• Sayfa Alıntısı

· · · ·

Aile avukatlarından Derviş Emre Aydın, iki yıldır hala keşfi yargılamanın yapılmadığını hatırlatarak, “Geçen celse TTK’nın 2 yıl ocağın keşif için açılamayacağına dair yazısı dosyaya girdi. Biz basında mahkeme dışı ocağa mart ayında girileceği bilgisini öğrendik. Keşif işleminin yargılamadan kaçırılması ve ocağa denetimsiz girilmesi tehlikeleri önümüzde duruyor. Telefon kayıtlarında sanıklarca gizlenen kızışma alanları olduğunu öğrenmiştik. Bu alanları tespit edip bilirkişilere bildirmiştik. Hatalı uygulamalar ile ocağın daha önce açıldığı ve barajlandığı anlaşılıyor, sanıkların fiilleri ve kızışma alanlarını gizlemeleri de süreci daha tehlikeli hale getiriliyor. Mart ayında madenin açılacağının bizce AKP vekilleri kaynaklı basın aracılığıyla öğrenilmesi kabul edilemez. Keşif sürecini takip etmeye devam edeceğiz” dedi.
ÜRETİM BASKISI HATIRLATILDI
Norm kadronun yarısı kadar işçi ile çalışıldığını ve üretim baskısının olduğunu hatırlatan Aydın, “Çıkan tüvanan kömürün ancak yüzde 44’ü satılabilir kömür oluyor. Çünkü lavvar sistemi 1978’den kalma ve verimsiz. Bu nedenle büyük bir kömür kaybı oluyor. Üretim baskısını değerlendirmek için biz tüvanana bakmalıyız. TTK Üzülmez Müessesinde termik santral ile yapılan anlaşma ile üretim miktarının sahte şekilde arttırıldığı anlaşılıyor. Sayıştay tespitiyle 200 milyon işletmenin zarar ettirildiği görülüyor. Burada kamu malına bir yağma söz konusu olmuş. Üzülmez İşletmesindeki şişirme rakamlar ile kıyas mümkün değil. İşçi sayısı, tüvanan kömür, çalışılan ayak noktasında Amasra hep son sırada. Ama Amasra işçi başına düşen iş yükünde birinci sırada. Yevmiye başına çıkan kömürde Amasra yine ilk sırada.2019’dan 2022’ye geldiğimizde Kozlu’da, Karadon’da iş yükü azalırken; Amasra’da iş yükü ise artış gösteriyor. Ayak ilerleme oranı bir başka veri ve müesseseler arasında bir yarış konusu. Amasra burada TTK ortalamasının iki katı.” dedi.

· · · ·

• Gösterilen Malzeme
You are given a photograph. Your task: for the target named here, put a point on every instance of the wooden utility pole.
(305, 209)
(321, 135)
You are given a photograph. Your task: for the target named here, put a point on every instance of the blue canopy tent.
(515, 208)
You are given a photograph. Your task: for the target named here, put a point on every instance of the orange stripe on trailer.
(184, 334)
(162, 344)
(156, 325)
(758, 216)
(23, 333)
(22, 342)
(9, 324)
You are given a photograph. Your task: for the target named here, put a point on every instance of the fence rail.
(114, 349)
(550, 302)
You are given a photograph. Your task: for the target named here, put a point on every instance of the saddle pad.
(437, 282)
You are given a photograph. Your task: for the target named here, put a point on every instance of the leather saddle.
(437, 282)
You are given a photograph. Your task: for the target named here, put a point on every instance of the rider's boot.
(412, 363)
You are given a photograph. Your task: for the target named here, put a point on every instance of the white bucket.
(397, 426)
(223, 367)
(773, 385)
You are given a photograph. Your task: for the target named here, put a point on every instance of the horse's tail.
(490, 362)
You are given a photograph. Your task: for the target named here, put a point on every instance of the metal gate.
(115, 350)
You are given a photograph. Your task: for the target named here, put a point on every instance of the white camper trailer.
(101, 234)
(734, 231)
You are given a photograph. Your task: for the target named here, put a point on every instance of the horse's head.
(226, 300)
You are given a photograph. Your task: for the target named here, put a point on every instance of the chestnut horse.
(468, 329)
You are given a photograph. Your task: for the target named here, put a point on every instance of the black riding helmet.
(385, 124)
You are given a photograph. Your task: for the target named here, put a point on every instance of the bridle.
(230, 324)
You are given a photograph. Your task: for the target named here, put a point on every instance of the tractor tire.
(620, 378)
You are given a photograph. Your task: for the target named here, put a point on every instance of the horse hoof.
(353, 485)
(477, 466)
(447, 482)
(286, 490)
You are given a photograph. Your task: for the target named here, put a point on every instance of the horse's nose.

· · · ·

• Çözülecek Problem
Sayfa alıntısına göre çıkan tüvanan kömürün yüzde kaçı satılabilir kömür oluyor?

• Yanıt
Yüzde 44'ü.